Excerpts from a point labeling dataset:

:::::

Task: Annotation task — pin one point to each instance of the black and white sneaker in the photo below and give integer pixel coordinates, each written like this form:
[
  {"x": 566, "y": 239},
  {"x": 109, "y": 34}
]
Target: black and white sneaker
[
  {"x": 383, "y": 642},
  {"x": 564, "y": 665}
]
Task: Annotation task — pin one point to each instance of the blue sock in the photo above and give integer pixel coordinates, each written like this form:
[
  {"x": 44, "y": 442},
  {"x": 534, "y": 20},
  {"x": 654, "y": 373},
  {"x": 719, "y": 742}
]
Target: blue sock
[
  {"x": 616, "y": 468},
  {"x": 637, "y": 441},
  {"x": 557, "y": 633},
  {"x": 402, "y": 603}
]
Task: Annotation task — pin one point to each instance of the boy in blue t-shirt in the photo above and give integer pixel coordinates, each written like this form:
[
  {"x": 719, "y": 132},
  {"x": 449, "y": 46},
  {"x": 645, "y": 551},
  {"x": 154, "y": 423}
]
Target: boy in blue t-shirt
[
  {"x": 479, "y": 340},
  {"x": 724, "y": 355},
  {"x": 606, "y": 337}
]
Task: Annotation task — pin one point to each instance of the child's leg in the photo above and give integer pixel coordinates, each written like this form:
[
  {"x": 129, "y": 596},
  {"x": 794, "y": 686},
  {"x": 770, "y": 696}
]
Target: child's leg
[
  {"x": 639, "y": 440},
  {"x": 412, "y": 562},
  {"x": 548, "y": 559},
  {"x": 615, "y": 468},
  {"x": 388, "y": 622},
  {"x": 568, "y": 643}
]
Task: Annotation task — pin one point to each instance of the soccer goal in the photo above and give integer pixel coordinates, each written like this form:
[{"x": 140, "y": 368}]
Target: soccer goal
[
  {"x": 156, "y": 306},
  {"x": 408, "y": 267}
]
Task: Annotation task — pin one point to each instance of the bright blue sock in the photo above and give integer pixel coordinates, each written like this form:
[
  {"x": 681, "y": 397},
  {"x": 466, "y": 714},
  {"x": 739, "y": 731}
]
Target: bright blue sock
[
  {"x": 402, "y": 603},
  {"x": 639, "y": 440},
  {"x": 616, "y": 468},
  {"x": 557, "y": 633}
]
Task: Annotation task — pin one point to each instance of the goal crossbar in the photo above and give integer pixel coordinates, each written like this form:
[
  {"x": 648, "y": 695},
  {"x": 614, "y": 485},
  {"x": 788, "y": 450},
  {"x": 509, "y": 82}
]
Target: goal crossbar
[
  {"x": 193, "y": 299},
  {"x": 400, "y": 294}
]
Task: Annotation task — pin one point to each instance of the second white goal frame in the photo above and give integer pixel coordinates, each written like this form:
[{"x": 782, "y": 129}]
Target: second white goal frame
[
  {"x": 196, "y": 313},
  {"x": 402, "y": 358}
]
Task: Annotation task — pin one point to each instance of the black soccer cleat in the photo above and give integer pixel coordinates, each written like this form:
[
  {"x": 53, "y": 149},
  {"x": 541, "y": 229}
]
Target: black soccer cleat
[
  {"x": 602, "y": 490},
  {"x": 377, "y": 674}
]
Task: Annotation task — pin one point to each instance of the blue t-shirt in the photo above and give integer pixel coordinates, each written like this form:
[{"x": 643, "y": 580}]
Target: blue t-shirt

:::::

▶ _REQUIRED WORK_
Copy out all of the items above line for line, without changing anything.

▶ _EXPECTED OUTPUT_
Task: Annotation task — pin one point to each instance of the black and white sneaker in the photo below and give integer pixel coordinates, each written like this form:
[
  {"x": 566, "y": 239},
  {"x": 109, "y": 34}
]
Target: black and white sneaker
[
  {"x": 383, "y": 642},
  {"x": 564, "y": 665}
]
Task: Annotation task — pin one point to each instance of the blue sock in the photo above and give integer pixel coordinates, each written like this form:
[
  {"x": 44, "y": 442},
  {"x": 534, "y": 20},
  {"x": 654, "y": 373},
  {"x": 719, "y": 742}
]
Target: blue sock
[
  {"x": 616, "y": 468},
  {"x": 637, "y": 441},
  {"x": 557, "y": 633},
  {"x": 402, "y": 603}
]
Task: Annotation task — pin one point to each instance of the boy in blue t-shirt in the photo above and give integer pixel coordinates, each written like this form:
[
  {"x": 719, "y": 132},
  {"x": 449, "y": 46},
  {"x": 645, "y": 551},
  {"x": 154, "y": 423}
]
Target: boy in blue t-shirt
[
  {"x": 479, "y": 340},
  {"x": 724, "y": 355},
  {"x": 606, "y": 337}
]
Task: Annotation task — pin one point to each instance of the child's leg in the photo above and give integer pixel coordinates, each written like this form:
[
  {"x": 129, "y": 596},
  {"x": 794, "y": 686},
  {"x": 770, "y": 696}
]
Target: child's leg
[
  {"x": 639, "y": 440},
  {"x": 412, "y": 562},
  {"x": 548, "y": 559},
  {"x": 615, "y": 468},
  {"x": 388, "y": 622},
  {"x": 568, "y": 643}
]
Task: Annotation task — pin one point to each instance of the soccer goal in the photo above and give integer pixel coordinates, each written like this form:
[{"x": 140, "y": 368}]
Target: soccer goal
[
  {"x": 156, "y": 306},
  {"x": 408, "y": 267}
]
Task: Annotation task — pin one point to each instance of the bright blue sock in the photo above and give integer pixel coordinates, each written like this form:
[
  {"x": 681, "y": 397},
  {"x": 466, "y": 714},
  {"x": 739, "y": 731}
]
Target: bright blue sock
[
  {"x": 402, "y": 603},
  {"x": 639, "y": 440},
  {"x": 616, "y": 468},
  {"x": 557, "y": 633}
]
Task: Annotation task — pin one point to each instance of the goal crossbar in the photo above and give integer pixel coordinates, each written like this form:
[
  {"x": 648, "y": 695},
  {"x": 614, "y": 485},
  {"x": 788, "y": 450},
  {"x": 509, "y": 82}
]
Target: goal crossbar
[
  {"x": 193, "y": 299},
  {"x": 400, "y": 294}
]
Task: Annotation task — pin one point to each instance of the second white goal frame in the photo above and give integer pixel coordinates, each written like this form:
[{"x": 782, "y": 129}]
Target: second white goal frame
[
  {"x": 196, "y": 313},
  {"x": 402, "y": 358}
]
Task: Annotation task — pin one point to each instance of the black soccer cleat in the photo above and give integer pixel coordinates, each written like this form:
[
  {"x": 53, "y": 149},
  {"x": 541, "y": 229}
]
Target: black soccer cleat
[
  {"x": 602, "y": 490},
  {"x": 377, "y": 674}
]
Task: Annotation task — pin one point to each instance of the blue t-shirt in the photo above and give integer pixel coordinates, each written like this form:
[{"x": 643, "y": 580}]
Target: blue t-shirt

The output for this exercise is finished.